The Light Between Us
Written by Katie Khan
Published by Transworld – Penguin Random House
Publication date: 9th August 2018
Summary (from Goodreads):
Isaac and Thea were once close, but they’ve grown apart.
Thea works tirelessly, convinced she can prove everyone around her wrong – convinced she can prove that time travel is possible. But when one of her attempts goes wrong, she finds herself picking up the phone and calling her old friend.
Isaac is in New York – it’s the middle of the night, but when he sees who’s calling him, he cannot ignore his phone. At Thea’s request, he travels home, determined to help her in her hour of need.
But neither of them are prepared for what they will discover when he gets there.
The planets were moving towards each other in the night sky when Isaac and Thea first met. It was a rare conjunction, the type that only happens once a decade – and, at St. Catherine’s College, Oxford, the Astronomy Club was meeting to observe the curious celestial event.

WORK TO COMPLETE =
Quote the stretch of the book listing from "Isaac is in" through "hour of need.". Nothing in the rows is needed here.

DATA SUPPLIED =
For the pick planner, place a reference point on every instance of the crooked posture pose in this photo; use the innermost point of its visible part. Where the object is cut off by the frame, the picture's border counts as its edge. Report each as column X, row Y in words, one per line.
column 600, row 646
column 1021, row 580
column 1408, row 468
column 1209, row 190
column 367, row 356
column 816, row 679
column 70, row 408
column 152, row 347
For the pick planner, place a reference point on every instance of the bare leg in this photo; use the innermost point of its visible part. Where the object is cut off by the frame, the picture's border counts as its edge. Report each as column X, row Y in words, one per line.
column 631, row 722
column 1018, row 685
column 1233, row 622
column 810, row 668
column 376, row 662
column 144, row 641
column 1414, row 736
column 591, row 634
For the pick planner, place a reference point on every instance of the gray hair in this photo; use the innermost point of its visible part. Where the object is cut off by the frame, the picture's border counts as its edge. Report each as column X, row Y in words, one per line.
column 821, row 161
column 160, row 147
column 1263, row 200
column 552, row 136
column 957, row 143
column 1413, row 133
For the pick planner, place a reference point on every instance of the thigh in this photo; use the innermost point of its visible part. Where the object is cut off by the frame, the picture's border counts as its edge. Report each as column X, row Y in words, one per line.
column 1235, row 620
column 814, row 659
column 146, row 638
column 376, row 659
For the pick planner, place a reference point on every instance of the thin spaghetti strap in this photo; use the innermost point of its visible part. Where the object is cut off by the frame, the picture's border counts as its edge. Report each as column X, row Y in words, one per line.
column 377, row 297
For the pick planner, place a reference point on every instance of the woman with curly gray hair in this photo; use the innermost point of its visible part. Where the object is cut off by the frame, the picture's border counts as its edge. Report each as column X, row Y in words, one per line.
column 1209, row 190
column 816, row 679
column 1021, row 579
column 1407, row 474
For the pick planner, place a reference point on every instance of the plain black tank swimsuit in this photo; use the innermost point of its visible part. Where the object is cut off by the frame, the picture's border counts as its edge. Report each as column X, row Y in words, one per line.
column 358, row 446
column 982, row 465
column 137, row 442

CORRECT RESULT =
Isaac is in New York – it’s the middle of the night, but when he sees who’s calling him, he cannot ignore his phone. At Thea’s request, he travels home, determined to help her in her hour of need.